[Opening DATASET RECORDS section]
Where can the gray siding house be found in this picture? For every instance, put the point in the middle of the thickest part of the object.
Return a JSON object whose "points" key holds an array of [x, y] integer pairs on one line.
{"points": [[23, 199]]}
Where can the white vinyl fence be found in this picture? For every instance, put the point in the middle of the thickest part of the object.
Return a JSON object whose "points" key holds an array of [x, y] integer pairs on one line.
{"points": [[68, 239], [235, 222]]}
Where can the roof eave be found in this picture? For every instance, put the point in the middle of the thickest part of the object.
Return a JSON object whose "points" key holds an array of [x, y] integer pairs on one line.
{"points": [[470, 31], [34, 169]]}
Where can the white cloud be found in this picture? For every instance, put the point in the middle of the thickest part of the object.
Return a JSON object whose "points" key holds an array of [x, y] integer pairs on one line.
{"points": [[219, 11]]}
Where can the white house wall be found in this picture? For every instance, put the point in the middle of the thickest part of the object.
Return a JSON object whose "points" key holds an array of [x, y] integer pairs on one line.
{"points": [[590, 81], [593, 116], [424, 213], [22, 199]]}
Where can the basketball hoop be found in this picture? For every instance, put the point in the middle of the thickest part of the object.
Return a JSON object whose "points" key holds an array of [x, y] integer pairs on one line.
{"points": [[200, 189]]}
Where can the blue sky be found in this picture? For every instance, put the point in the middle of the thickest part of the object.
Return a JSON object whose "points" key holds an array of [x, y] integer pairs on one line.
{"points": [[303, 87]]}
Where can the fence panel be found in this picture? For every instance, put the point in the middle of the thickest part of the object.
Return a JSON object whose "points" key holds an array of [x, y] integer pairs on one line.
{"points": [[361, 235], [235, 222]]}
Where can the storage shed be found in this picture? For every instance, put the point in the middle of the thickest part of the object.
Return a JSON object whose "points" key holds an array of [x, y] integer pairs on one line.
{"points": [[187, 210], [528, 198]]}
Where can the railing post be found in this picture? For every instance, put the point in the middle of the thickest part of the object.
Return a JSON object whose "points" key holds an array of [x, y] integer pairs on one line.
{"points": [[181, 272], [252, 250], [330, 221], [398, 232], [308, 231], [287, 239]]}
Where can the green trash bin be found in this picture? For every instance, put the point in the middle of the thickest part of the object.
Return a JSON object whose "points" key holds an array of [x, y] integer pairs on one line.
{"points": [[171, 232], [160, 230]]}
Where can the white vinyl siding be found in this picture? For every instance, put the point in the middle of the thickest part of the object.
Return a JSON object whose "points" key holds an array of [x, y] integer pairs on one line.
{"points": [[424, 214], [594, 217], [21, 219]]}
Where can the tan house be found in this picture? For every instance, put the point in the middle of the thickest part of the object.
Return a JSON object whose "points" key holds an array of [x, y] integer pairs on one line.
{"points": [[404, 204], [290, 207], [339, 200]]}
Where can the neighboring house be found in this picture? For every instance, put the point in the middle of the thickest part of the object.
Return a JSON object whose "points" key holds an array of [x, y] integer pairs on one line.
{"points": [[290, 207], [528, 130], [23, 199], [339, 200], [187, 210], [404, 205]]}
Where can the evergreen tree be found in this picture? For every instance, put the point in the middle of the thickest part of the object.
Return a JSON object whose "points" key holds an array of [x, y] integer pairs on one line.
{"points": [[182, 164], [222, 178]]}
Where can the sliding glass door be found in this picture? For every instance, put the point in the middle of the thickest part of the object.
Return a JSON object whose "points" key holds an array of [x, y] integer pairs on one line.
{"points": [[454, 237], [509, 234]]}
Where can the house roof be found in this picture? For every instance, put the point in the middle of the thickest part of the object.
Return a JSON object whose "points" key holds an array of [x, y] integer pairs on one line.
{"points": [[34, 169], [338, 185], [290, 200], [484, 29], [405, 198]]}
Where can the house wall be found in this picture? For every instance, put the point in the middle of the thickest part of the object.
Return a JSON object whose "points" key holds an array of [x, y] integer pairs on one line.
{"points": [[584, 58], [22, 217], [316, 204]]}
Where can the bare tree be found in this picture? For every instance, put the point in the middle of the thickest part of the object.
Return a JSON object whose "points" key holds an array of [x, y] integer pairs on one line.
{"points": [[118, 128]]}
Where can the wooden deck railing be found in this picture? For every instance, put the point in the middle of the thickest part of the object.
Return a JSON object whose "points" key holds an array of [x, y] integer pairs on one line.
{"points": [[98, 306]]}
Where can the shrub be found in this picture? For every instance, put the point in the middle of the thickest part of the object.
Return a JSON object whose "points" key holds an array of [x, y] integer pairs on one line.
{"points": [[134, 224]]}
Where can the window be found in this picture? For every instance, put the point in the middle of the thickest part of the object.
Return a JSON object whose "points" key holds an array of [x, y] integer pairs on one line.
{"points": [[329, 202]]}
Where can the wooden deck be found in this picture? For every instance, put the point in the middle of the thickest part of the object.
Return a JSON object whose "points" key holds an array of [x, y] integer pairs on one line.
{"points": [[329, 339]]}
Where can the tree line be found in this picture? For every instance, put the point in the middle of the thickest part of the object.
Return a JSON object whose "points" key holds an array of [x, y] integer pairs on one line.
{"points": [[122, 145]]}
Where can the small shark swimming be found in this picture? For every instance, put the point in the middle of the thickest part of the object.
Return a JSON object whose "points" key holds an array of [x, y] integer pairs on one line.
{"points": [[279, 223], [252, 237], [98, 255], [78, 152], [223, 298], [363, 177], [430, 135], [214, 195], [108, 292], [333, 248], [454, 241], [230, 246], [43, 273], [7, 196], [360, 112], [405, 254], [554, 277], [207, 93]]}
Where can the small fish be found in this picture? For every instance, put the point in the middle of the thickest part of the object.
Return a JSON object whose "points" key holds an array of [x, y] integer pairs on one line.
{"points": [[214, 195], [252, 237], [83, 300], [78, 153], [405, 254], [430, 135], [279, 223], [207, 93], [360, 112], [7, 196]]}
[Closing DATASET RECORDS section]
▸ **EXERCISE OBJECTIVE**: Write every record out again, letter for letter.

▸ **REPLY TO THE EXERCISE**:
Where can the gray siding house be found in this picture? For every instance, put the point in the middle of the thickest part of the object.
Return a JSON object whose "points" key holds an array of [x, y] integer pairs on one line.
{"points": [[23, 199]]}
Where can the white vinyl fence be found in this picture? For every instance, put the point in the middle of the thickest part of the object.
Return a JSON object whose "points" key holds an array of [x, y] integer pairs on one line.
{"points": [[68, 239], [235, 222]]}
Where can the roof eave be found in this picture? For every instance, put the point in the middle of the thickest part of the object.
Return a JSON object whose "points" key holds an array of [x, y] integer pairs on one line.
{"points": [[470, 31], [34, 169]]}
Where can the white cloud be found in this picture? For every instance, put the point in the middle of the thickest part of the object.
Return a JSON object whose "points" key holds an array of [x, y] integer pairs on one line.
{"points": [[219, 11]]}
Where can the white house wall be found in this picture? For every instance, put the point in the middle of the thickest part of the object.
Return a JSON object whose "points" key holds an array of [x, y] integer pairs on one line.
{"points": [[590, 81], [593, 116], [424, 213], [22, 199]]}
Where can the basketball hoop be found in this picture? For every instance, put the point in the middle of the thickest part of the object.
Return a JSON object whose "points" key holds an array of [x, y] integer pairs on one line.
{"points": [[200, 189]]}
Where can the blue sky be found in this picture? For every instance, put the point in the middle of the thickest part of the object.
Return a JSON object whose "points" key holds an array of [x, y] integer pairs on one line.
{"points": [[303, 87]]}
Where can the fence panel be found in this picture? For every instance, put the point in the middle of the thickest part of the object.
Return a JSON object whose "points" key holds an array of [x, y] integer pairs on one line.
{"points": [[361, 235], [235, 222]]}
Where can the storage shed be found in this picture? For every instance, put the point in the middle of the thickest part of the object.
Return a JSON object whose "points" key holds an array of [x, y] integer pairs on one line.
{"points": [[187, 210], [528, 198]]}
Where can the railing post be found in this picture? For every instance, put the point in the middle of the thickest part of the object.
Return a JSON object whose "points" key holds an array of [x, y] integer pairs on one line.
{"points": [[181, 272], [252, 250], [330, 221], [398, 232], [308, 231], [287, 239]]}
Where can the green trash bin be found in this picture? For every instance, put the point in the middle of the thickest part of the object.
Return a JSON object whose "points" key holds an array of [x, y] integer pairs on one line.
{"points": [[171, 232], [160, 230]]}
Where can the white vinyl siding be found in this picture? For every instance, put the point in the middle of the thickest part of the object.
Return a JSON object whose "points" key holds an array of [x, y] integer pairs on one line.
{"points": [[424, 214], [594, 217], [21, 219]]}
Where can the tan house be found in this picture? For every instance, put the point in the middle of the thickest part of the object.
Return a JSON object whose "points" key holds an array of [x, y] integer pairs on one line.
{"points": [[404, 204], [290, 207], [339, 200]]}
Where can the neighboring house be found in this picture? For every instance, put the point in the middle of the thickest part of the object.
Return a JSON object whose "points" key holds an array of [x, y] integer pairs on one line.
{"points": [[290, 207], [528, 130], [23, 199], [339, 200], [187, 210], [404, 205]]}
Where can the evergreen tree be found in this picture? For every instance, put the point in the middle of the thickest part of the object.
Return a JSON object whose "points" key holds an array of [x, y] integer pairs on one line.
{"points": [[182, 164], [222, 178]]}
Where can the sliding glass door be found in this picture? For every instance, put the point in the middle of the thickest part of the object.
Return a JSON object whose "points" key holds an array of [x, y] integer pairs on one line.
{"points": [[454, 237], [509, 234]]}
Where can the house roof be found in this picture? For every instance, put the point in the middle of the thickest part of the object.
Return a JSON object whose "points" key holds an array of [x, y] integer pairs on one line.
{"points": [[34, 169], [338, 185], [290, 200], [484, 29], [405, 198]]}
Where can the house wall be found in this picture? For every instance, put the point in the middle of the thickest part of the object.
Return a JSON object whose "points" key holds an array of [x, y] integer pairs on one line.
{"points": [[584, 58], [22, 217], [316, 204]]}
Where can the bare tree be found in this picture? For every instance, put the point in the middle of the thickest part of the object.
Return a JSON object whose "points" key holds an array of [x, y] integer pairs on one line.
{"points": [[118, 128]]}
Where can the wooden deck railing be found in this picture? For every instance, put the point in the middle of the thickest part of the object.
Return a JSON object whose "points" key holds an array of [x, y] integer pairs on one line.
{"points": [[98, 306]]}
Where can the shrub be found in this picture? For every instance, put the point in the middle of the thickest part of the object.
Return a JSON object whose "points" key holds an array of [x, y] integer pairs on one line.
{"points": [[134, 224]]}
Where can the window be found in this picture? For every instance, put the point in the middle of the thickest part of the object.
Return a JSON object whose "points" key holds an array of [x, y] integer pairs on one line.
{"points": [[329, 202]]}
Where can the wooden deck be found in this picture? For every instance, put the point in the middle of the thickest part of the object.
Return a JSON object whose "points" key holds an array of [x, y] integer pairs on one line.
{"points": [[329, 339]]}
Where can the tree line be found in this picture? For every instance, put the point in the middle of the thickest part of the object.
Return a JSON object whose "points" key holds an array of [x, y] integer pairs on one line.
{"points": [[122, 145]]}
Where can the small shark swimming be found in this picture? For every instance, put the point in the middle of the thickest part of the object.
Return a JSON object whose "points" key holds an array of [x, y] integer pairs on one line.
{"points": [[279, 223], [252, 237], [98, 255], [78, 152], [223, 298], [363, 177], [430, 135], [214, 195], [108, 292], [333, 248], [454, 241], [230, 246], [43, 273], [7, 196], [360, 112], [405, 254], [554, 277], [207, 93]]}
Where can the small fish be found in this picture? For every instance, put the point in the middle of the thickest part of the object.
Return a JSON object whose "points" key holds an array of [x, y] integer pairs on one line.
{"points": [[214, 195], [252, 237], [83, 300], [78, 153], [405, 254], [430, 135], [279, 223], [207, 93], [360, 112], [7, 196]]}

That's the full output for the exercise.